§ The exercise:
Repeat verbatim the lines of the data below, beginning with the line containing "of the moss" and continuing to the end.

Location identification entries
------------------------------------------------------------

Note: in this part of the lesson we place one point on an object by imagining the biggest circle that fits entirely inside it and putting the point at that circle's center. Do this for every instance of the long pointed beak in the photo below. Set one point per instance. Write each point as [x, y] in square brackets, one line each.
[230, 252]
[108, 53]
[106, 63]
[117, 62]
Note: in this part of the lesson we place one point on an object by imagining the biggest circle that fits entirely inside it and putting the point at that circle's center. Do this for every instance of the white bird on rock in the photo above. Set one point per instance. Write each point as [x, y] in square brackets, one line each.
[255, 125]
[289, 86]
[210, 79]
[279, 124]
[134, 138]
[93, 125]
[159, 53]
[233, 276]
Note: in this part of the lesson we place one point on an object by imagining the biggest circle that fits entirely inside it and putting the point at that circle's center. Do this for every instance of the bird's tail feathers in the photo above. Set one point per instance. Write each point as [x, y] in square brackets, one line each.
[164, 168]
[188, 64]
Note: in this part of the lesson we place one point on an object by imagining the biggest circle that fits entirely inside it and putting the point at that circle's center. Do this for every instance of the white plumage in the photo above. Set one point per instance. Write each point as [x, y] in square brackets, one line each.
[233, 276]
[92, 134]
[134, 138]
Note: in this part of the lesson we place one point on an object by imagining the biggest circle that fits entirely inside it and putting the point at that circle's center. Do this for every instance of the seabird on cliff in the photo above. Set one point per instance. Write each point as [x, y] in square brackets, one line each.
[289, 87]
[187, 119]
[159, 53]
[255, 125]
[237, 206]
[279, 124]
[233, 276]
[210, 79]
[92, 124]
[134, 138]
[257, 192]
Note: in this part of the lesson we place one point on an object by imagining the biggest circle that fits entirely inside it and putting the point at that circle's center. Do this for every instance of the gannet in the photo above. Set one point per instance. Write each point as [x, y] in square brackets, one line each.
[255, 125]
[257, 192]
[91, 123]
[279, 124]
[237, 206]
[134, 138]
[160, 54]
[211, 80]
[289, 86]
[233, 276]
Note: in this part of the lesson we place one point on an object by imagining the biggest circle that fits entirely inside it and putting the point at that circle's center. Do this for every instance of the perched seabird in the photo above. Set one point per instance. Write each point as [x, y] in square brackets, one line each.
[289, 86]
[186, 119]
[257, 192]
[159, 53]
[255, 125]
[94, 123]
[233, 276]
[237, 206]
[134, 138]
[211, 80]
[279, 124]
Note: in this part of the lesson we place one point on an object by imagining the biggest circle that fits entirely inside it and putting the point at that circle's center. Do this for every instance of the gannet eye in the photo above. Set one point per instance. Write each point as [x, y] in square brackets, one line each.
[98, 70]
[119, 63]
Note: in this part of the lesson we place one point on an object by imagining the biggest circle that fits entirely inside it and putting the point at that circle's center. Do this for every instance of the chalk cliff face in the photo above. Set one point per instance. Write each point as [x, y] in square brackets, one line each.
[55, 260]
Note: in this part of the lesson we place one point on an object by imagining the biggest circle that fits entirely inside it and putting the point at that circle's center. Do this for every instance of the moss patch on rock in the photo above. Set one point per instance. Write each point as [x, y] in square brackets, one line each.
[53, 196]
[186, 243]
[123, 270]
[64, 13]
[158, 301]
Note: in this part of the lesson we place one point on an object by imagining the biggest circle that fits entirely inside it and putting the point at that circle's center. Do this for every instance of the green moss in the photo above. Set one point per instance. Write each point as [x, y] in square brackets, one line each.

------------------------------------------------------------

§ The answer:
Note: in this part of the lesson we place one point on an object by imagining the biggest circle that fits entirely inside it and putting the point at that circle's center. Do this for every instance of the moss patch on rock in the photo above. Set one point per instance. Write each point as [x, y] in square brackets, one line each.
[53, 196]
[186, 243]
[123, 270]
[64, 13]
[158, 301]
Note: in this part of the lesson we place one point on an object by imagining the biggest circle that fits entirely inside it and putting the point at that circle's center. Do this for every instance of the green moss in the photo above. Set one point per instance. Write each point as [x, y] in square brackets, one line each.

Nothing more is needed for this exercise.